Work instructions
Turn the lines below into a JSON list of strings, one string per line, and leave out the blank lines.

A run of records
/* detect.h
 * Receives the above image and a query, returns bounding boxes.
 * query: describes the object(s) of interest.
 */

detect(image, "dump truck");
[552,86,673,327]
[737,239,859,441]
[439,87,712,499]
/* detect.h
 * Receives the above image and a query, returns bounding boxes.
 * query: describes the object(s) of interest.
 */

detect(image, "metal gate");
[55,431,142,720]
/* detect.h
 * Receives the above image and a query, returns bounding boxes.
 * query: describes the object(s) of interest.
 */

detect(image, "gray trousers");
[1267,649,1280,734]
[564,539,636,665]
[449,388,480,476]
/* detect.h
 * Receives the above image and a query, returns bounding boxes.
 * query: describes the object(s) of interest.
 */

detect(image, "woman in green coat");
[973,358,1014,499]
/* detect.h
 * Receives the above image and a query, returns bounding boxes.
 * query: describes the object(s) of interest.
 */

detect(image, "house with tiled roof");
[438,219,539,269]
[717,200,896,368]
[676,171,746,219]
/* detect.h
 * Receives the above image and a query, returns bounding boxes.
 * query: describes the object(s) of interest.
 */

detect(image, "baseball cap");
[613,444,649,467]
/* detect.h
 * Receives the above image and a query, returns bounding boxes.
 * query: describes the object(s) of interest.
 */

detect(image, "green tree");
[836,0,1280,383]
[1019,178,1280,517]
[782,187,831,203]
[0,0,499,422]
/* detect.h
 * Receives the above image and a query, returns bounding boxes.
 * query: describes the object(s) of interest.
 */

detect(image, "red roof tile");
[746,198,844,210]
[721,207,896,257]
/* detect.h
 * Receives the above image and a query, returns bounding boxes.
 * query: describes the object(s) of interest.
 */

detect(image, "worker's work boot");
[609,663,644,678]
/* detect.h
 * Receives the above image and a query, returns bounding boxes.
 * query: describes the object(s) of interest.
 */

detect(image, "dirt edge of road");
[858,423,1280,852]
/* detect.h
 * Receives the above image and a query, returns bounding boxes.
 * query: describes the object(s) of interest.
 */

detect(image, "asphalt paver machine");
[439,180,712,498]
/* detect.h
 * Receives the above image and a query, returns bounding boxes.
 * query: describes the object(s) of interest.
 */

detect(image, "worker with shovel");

Completed task
[
  "/* detect.h",
  " * Receives the above image and a query, returns bounding boxes.",
  " * query: describes the object(s) of interest.",
  " */",
  "detect(image, \"dump truck\");",
  "[552,86,673,327]",
  "[737,239,859,441]",
  "[439,87,712,499]",
  "/* detect.h",
  " * Receives the above image and a query, returns bounding boxes.",
  " * query: describes the object(s) of interest.",
  " */",
  "detect(image, \"metal gate\");",
  "[55,431,142,720]",
  "/* detect.h",
  " * Receives the above image and a query, returns bounding boxes.",
  " * query: describes the object(s) of interest.",
  " */",
  "detect(image, \"gray trousers\");",
  "[1267,649,1280,734]",
  "[564,539,636,665]",
  "[449,388,480,476]",
  "/* detect.h",
  " * Receives the above image and a query, returns bounding boxes.",
  " * query: describes the object(s) of interest.",
  " */",
  "detect(image, \"woman in green coat\");",
  "[973,358,1014,499]",
  "/* detect.h",
  " * Receives the above image and a query, returns bounding boxes.",
  " * query: describes the object(s) of interest.",
  " */",
  "detect(image, \"house with tiled roof\");",
  "[438,219,539,269]",
  "[717,200,896,368]",
  "[676,171,746,219]",
  "/* detect.h",
  " * Receives the above image and a query, returns bounding boxes.",
  " * query: describes the object(s) of interest.",
  " */",
  "detect(image, \"baseball cap\");",
  "[613,444,649,467]",
  "/* detect.h",
  " * Receives the above image and a query, returns bounding boxes.",
  " * query: describes the object(s) of interest.",
  " */",
  "detect(image, \"green tree\");",
  "[836,0,1280,383]",
  "[1019,178,1280,517]",
  "[782,187,831,203]",
  "[0,0,499,422]",
  "/* detect.h",
  " * Receives the above image and a query, returns bounding boxes.",
  " * query: describes the object(s) of interest.",
  " */",
  "detect(image, \"red roof tile\");",
  "[746,198,844,210]",
  "[721,207,896,257]",
  "/* detect.h",
  " * Receives the above image and a query, returns bounding boxes.",
  " * query: describes the object(s) of interest.",
  " */",
  "detect(image, \"worker's work boot\");",
  "[609,663,644,678]",
  "/* detect.h",
  " * Receives the above image and a query, returns bounding boxes.",
  " * query: describes the object(s) of interest.",
  " */",
  "detect(image, \"dirt edge of road\");",
  "[858,423,1280,852]",
  "/* detect.h",
  " * Receives the above image and a query, returns bounding boxes.",
  " * query: describes the object(s) of interest.",
  " */",
  "detect(image, \"asphalt paver machine\");",
  "[439,180,712,498]",
  "/* detect.h",
  " * Receives the above image and a query, returns bounding boxes.",
  " * query: describes the object(s) of interest.",
  " */",
  "detect(image, \"worker with shovel\");"
]